▶ _Excerpted passage_:
Segment Open

One primary reason to use a vector database is to achieve fast and efficient similarity search over large datasets. Therefore, performance is a critical consideration. 

Look for databases that offer:

- Fast indexing and querying speeds

- Ability to handle high-dimensional vectors (e.g., 512 dimensions or more)

- Scalability to billions of vectors

- Distributed architecture for handling massive datasets

Benchmark the databases using datasets and query patterns similar to your production use case for a realistic performance assessment.

## Ease of Use and Integration

Consider how easy it is to get started with the database and integrate it into your existing workflow. Some factors to look for:

- Well-documented APIs and client libraries in your preferred programming language

- Compatibility with popular ML frameworks (e.g., PyTorch, TensorFlow)

- Managed cloud offerings or easy-to-deploy containers for quick setup

- Availability of GUI tools for data exploration and visualization

The easier it is to use and integrate the database, the faster you can iterate on your RAG application.

## Data and Query Flexibility

Different vector databases offer different levels of flexibility regarding the data they can store and the queries they support. Consider your requirements:

- Do you need to store and query additional metadata alongside the vectors?

- Do you require support for advanced query types like k-NN, range searches, or filtering by metadata?

- Are you working with dense, sparse, or a mix of both?

Choose a database that aligns with your data and querying needs to avoid costly workarounds or limitations down the line.

Segment Closed

▶ _Supplied data_:

Segment Open

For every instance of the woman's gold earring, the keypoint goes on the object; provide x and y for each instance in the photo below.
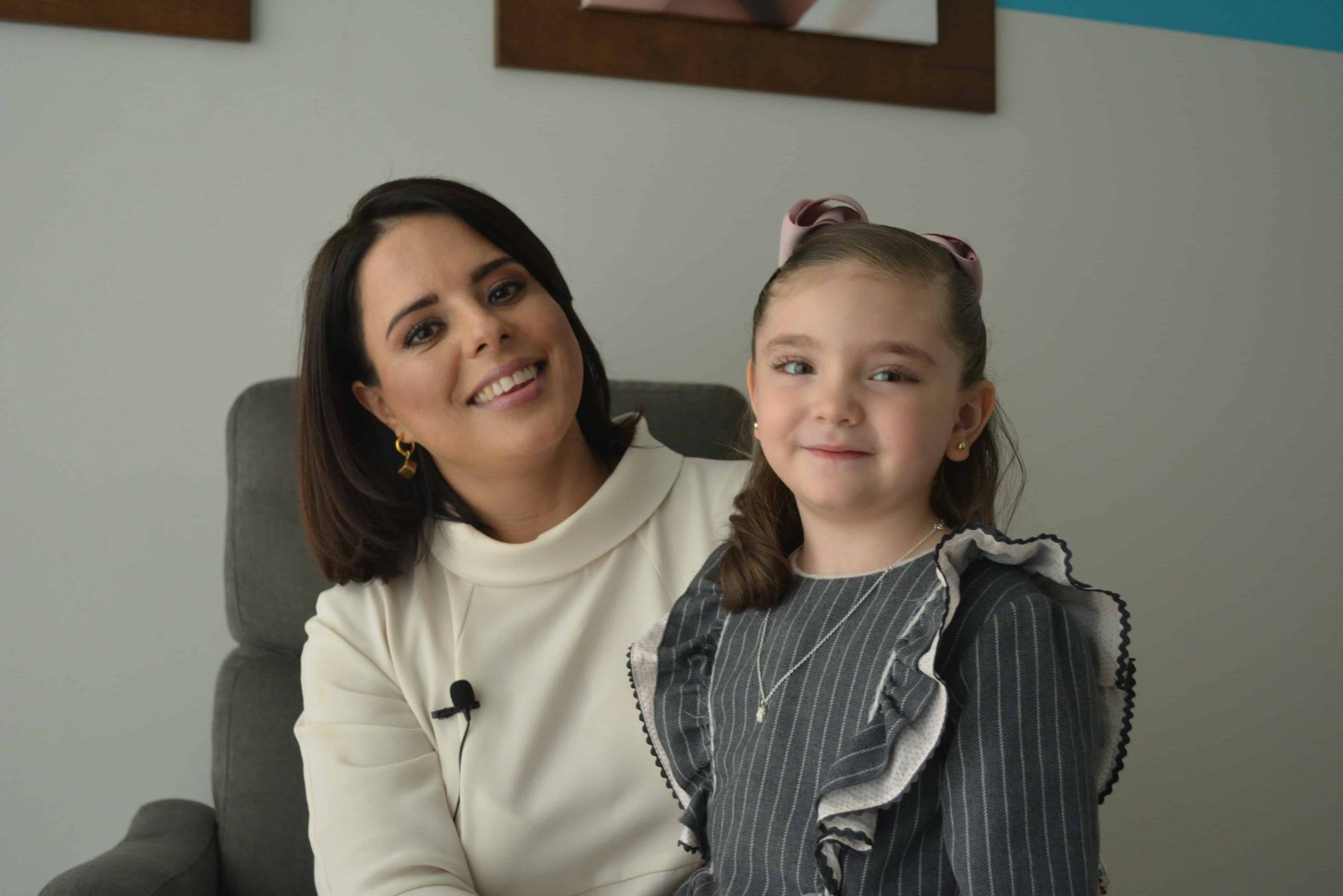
(409, 466)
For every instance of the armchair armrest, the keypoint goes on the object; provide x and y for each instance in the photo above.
(172, 849)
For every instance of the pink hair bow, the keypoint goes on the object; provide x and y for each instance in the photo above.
(809, 214)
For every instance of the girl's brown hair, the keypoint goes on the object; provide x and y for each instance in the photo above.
(766, 527)
(361, 519)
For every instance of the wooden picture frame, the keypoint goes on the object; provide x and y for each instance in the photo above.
(212, 19)
(957, 73)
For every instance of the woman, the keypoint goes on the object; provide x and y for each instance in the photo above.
(487, 520)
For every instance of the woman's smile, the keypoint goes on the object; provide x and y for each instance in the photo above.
(512, 389)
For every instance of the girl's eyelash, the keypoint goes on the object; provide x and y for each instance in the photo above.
(903, 375)
(785, 362)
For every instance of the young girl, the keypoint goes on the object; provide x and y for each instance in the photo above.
(868, 689)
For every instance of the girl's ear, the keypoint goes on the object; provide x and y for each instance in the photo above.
(751, 383)
(977, 406)
(372, 399)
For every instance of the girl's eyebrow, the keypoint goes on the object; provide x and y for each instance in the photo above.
(884, 347)
(792, 340)
(907, 350)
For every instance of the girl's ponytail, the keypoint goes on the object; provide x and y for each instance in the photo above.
(766, 528)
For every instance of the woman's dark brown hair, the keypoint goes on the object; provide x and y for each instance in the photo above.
(361, 519)
(766, 527)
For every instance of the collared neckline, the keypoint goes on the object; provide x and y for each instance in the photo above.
(626, 500)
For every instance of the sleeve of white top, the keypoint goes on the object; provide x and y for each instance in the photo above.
(1020, 805)
(379, 818)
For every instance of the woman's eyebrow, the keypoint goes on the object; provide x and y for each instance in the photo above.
(432, 298)
(484, 270)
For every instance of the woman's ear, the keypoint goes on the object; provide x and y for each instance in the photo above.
(372, 399)
(977, 406)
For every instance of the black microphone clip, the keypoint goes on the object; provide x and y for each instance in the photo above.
(464, 700)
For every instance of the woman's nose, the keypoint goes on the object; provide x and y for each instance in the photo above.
(483, 331)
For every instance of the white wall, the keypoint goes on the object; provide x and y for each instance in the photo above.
(1161, 221)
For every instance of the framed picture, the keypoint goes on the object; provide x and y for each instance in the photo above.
(899, 20)
(920, 53)
(215, 19)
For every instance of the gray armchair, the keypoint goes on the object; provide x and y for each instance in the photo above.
(255, 839)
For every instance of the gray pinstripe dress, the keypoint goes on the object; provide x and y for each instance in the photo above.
(954, 737)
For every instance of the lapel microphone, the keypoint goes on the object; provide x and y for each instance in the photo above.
(464, 700)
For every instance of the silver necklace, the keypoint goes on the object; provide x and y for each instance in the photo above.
(764, 698)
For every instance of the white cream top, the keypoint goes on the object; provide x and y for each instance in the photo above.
(559, 793)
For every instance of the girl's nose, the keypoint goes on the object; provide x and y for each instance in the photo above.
(836, 405)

Segment Closed

▶ _Complete the following_:
1: According to the vector database passage, what is one primary reason to use a vector database?
2: Condense the paragraph of the vector database passage that begins "One primary reason" into a single sentence.
3: Write the next part of the vector database passage, picking up after its final sentence.

▶ _Response list_:
1: To achieve fast and efficient similarity search over large datasets.

2: Performance is a critical consideration because vector databases are used mainly for fast, efficient similarity search over large datasets.

3:
## Community and Ecosystem

The strength of the community and ecosystem around a vector database can significantly impact its long-term viability and the support you receive. Look for:

- Active development and regular releases

- Responsive community forums or chat channels for getting help

- Extensive documentation, tutorials, and examples

- Integrations with popular tools and frameworks in your domain

- Commercial support options if you require enterprise-grade assistance

A thriving community and ecosystem can make a big difference in the success of your project.

## Cost and Licensing

Finally, consider the total cost of ownership and licensing model of the vector database:

- Is it open-source or proprietary?

- What are the costs for development, production, and scaling?

- Are there any usage or feature limitations in the free/community edition?

- How does the pricing compare to other options with similar capabilities?

Carefully evaluate the costs and licensing to ensure they align with your budget and long-term requirements.

# Why I Chose Qdrant

After carefully evaluating the vector database landscape and considering the unique requirements of my RAG project, I ultimately decided to use Qdrant as my vector database of choice.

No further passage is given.